*** Begin section ***
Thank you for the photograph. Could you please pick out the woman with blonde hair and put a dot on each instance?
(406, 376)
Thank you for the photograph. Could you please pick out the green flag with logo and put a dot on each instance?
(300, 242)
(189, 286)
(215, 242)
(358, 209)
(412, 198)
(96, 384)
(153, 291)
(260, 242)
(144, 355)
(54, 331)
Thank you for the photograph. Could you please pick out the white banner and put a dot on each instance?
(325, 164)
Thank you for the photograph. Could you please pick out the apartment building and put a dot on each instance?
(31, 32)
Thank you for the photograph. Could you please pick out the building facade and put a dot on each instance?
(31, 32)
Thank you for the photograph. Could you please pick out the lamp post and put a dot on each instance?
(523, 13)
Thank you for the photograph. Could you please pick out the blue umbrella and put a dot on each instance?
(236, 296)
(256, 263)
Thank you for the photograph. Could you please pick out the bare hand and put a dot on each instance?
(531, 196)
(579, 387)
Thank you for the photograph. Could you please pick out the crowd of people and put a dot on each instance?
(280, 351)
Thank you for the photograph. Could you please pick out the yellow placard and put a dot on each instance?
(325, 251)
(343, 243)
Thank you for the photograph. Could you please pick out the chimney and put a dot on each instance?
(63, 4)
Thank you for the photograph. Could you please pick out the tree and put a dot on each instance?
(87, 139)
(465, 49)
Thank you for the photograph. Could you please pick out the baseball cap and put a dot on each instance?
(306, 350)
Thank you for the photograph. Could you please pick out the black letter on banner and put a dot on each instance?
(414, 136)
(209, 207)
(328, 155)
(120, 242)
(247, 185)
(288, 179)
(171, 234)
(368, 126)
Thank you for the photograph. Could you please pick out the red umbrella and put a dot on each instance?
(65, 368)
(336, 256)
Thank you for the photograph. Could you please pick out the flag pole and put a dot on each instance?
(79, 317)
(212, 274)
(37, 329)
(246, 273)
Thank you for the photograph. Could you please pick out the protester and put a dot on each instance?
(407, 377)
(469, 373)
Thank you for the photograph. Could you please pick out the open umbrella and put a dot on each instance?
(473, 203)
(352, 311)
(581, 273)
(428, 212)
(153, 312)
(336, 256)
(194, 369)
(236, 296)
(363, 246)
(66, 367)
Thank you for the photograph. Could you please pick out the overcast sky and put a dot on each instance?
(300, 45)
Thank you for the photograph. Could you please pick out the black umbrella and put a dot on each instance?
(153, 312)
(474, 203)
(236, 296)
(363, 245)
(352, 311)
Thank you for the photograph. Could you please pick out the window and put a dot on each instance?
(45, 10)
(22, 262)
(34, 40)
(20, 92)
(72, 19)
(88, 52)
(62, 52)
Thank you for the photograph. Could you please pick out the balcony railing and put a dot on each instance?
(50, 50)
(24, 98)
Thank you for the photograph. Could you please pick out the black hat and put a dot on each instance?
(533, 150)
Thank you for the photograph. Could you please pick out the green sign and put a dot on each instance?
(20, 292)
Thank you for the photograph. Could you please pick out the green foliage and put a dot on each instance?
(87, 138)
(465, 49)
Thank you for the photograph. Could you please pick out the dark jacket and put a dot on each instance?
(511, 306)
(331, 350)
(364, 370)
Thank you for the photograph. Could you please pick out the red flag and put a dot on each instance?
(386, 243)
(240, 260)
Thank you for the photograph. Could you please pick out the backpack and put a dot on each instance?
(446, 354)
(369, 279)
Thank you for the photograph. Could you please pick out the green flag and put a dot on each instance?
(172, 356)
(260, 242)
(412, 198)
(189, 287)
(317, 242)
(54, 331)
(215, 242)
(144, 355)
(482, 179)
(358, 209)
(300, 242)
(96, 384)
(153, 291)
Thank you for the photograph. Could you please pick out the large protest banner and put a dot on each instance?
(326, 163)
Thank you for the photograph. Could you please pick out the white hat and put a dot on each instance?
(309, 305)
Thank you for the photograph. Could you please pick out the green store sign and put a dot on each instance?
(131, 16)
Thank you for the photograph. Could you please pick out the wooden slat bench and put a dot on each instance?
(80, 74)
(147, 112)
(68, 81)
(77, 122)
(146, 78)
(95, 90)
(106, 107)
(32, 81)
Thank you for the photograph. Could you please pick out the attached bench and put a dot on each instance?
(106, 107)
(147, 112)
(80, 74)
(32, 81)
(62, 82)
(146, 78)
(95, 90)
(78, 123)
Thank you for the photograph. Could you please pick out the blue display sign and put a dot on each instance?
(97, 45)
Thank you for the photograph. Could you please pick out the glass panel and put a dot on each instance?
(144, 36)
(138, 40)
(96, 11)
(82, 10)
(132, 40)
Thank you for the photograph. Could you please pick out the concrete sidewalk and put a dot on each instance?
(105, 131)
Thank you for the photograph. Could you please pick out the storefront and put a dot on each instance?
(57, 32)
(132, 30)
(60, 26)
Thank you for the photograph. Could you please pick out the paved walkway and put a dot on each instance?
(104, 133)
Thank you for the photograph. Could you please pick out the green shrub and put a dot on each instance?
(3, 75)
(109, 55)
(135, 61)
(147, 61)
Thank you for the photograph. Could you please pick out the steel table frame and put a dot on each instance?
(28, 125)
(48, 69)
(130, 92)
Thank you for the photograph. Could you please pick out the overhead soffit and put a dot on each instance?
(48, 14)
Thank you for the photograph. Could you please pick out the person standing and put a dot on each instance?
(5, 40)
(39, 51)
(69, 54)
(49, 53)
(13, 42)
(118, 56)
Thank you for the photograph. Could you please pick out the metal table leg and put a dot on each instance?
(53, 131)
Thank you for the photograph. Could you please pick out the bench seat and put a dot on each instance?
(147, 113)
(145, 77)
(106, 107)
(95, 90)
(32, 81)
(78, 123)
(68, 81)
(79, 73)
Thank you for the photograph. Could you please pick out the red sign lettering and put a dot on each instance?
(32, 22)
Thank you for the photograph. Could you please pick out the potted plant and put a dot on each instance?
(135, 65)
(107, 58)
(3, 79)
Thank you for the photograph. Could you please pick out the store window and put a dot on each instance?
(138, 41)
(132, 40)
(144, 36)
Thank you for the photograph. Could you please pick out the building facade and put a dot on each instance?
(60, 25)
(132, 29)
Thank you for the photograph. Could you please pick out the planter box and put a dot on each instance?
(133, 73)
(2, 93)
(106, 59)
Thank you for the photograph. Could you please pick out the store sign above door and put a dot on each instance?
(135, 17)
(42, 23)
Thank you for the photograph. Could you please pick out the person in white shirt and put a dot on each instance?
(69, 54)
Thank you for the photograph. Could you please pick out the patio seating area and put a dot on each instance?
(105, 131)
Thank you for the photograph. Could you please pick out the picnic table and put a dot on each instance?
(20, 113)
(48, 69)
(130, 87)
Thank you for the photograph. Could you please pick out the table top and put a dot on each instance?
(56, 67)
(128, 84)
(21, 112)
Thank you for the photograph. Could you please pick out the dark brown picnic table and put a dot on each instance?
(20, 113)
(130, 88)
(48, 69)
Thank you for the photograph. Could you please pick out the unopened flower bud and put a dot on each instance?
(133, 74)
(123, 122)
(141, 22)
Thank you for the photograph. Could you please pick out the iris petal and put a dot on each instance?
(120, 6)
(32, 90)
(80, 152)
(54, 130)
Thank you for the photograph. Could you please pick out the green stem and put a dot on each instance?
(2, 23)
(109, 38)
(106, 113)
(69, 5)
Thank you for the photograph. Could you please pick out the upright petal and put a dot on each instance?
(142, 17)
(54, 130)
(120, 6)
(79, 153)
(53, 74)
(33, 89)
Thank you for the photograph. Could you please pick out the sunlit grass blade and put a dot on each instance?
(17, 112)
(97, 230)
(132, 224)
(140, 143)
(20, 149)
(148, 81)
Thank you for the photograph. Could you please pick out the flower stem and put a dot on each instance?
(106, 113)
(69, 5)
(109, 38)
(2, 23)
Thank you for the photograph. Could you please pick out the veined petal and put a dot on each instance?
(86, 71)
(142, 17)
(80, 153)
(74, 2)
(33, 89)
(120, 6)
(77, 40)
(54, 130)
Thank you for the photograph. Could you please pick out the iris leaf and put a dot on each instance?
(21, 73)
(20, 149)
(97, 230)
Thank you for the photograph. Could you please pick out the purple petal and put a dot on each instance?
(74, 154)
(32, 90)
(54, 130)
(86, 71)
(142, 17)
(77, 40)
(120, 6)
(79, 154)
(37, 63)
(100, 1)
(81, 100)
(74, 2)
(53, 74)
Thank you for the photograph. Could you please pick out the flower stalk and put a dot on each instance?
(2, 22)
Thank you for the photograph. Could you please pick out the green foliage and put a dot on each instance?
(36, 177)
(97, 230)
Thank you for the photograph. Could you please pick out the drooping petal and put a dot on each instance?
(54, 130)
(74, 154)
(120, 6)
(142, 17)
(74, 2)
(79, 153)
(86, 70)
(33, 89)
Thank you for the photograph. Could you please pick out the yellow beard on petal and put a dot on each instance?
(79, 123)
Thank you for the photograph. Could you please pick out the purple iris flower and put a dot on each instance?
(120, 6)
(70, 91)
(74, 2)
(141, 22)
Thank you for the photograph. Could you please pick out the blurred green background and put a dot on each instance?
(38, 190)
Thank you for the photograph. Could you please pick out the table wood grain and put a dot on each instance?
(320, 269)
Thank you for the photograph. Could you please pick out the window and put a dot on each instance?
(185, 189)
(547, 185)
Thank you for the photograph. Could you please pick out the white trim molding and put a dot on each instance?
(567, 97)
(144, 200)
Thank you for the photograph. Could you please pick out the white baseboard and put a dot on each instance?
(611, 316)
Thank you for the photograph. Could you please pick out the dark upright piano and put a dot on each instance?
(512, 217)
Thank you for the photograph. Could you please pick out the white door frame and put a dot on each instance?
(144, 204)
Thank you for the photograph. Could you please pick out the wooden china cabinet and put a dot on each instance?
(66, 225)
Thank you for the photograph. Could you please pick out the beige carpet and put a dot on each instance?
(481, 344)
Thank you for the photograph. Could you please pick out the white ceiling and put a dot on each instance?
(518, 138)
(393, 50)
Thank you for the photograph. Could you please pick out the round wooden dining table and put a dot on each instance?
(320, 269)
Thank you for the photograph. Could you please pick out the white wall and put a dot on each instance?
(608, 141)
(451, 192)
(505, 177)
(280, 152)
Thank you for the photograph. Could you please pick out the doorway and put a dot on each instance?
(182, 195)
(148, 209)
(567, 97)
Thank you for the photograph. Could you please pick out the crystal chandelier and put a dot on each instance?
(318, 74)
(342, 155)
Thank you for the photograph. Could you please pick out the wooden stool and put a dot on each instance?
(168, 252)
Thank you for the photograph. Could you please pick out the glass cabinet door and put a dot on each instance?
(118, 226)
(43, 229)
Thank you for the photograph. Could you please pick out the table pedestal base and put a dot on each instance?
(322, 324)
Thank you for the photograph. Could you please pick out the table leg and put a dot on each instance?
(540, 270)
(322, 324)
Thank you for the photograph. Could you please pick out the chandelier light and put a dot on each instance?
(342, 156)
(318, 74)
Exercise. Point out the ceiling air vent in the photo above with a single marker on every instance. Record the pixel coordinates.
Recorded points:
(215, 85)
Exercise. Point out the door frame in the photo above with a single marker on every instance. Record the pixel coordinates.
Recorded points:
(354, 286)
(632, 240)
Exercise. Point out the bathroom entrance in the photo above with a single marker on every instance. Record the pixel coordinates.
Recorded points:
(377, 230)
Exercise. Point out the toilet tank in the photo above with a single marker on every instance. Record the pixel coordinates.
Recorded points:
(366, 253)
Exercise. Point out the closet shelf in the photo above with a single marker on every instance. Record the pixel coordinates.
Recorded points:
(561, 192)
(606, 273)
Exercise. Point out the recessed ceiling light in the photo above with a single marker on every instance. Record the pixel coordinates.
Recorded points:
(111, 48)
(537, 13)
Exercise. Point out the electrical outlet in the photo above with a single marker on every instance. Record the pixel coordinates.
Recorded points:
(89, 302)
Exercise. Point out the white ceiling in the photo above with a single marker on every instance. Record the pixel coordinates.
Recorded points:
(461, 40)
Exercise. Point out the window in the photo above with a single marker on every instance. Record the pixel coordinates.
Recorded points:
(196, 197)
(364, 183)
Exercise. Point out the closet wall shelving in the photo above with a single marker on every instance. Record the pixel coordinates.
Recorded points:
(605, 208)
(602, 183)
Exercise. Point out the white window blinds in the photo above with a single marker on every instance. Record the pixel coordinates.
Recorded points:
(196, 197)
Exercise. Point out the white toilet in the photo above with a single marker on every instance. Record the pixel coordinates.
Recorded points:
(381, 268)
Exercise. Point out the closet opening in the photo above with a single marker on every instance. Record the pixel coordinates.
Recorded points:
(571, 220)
*** End section ***
Lines holding "toilet" are the ones to copy; find all of them in the listing.

Exercise. Point out the toilet tank in the photo above with a single marker on every instance. Record the pixel coordinates.
Exercise. Point out the white toilet in the photo above with a single marker on every instance. Record the pixel coordinates.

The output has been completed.